* BEGIN *

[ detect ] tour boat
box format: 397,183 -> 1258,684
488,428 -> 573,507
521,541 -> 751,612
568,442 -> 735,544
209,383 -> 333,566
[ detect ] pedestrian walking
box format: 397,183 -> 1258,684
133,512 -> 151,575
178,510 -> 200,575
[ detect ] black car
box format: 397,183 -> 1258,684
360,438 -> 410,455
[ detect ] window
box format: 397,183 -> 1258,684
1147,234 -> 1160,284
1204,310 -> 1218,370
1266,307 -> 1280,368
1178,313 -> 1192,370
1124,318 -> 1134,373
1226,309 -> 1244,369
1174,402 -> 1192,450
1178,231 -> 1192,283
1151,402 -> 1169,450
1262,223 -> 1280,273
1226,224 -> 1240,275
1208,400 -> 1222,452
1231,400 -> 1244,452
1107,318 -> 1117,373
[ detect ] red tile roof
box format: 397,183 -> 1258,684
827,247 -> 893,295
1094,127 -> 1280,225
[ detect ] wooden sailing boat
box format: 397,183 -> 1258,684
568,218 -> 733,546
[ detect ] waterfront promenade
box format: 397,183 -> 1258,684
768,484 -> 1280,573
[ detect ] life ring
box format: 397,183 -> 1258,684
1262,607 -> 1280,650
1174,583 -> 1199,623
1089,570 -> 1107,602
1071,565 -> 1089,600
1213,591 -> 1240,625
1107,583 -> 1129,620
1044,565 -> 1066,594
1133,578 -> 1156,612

* END *

**JOB:**
Return every line of the material above without any change.

**RESPONSE TO THE TASK:**
[ detect ] tour boat
box format: 397,183 -> 1258,684
488,428 -> 573,507
521,541 -> 751,612
568,442 -> 735,544
209,383 -> 333,566
[ detect ] pedestrian walking
box format: 397,183 -> 1258,684
133,512 -> 151,575
178,510 -> 200,575
[ detect ] black car
box format: 397,183 -> 1258,684
360,438 -> 410,455
[ detect ] window
box format: 397,183 -> 1258,684
1147,234 -> 1160,284
1204,310 -> 1218,370
1266,307 -> 1280,368
1178,313 -> 1192,370
1124,318 -> 1134,373
1226,309 -> 1244,369
1174,402 -> 1192,450
1178,231 -> 1192,283
1151,402 -> 1169,450
1262,223 -> 1280,273
1226,224 -> 1240,275
1208,400 -> 1222,452
1231,400 -> 1244,452
1107,318 -> 1117,373
[ detect ] red tile roof
box format: 397,183 -> 1258,684
827,247 -> 893,295
1094,127 -> 1280,225
[ detect ] wooden sailing boat
box format: 397,183 -> 1258,684
568,218 -> 733,546
[ detect ] waterfront promenade
box format: 397,183 -> 1258,684
768,484 -> 1280,573
[ detect ] life ring
box format: 397,183 -> 1258,684
1262,607 -> 1280,650
1174,583 -> 1199,623
1089,570 -> 1107,602
1071,565 -> 1089,600
1213,591 -> 1240,625
1107,583 -> 1129,620
1044,565 -> 1066,594
1133,578 -> 1156,612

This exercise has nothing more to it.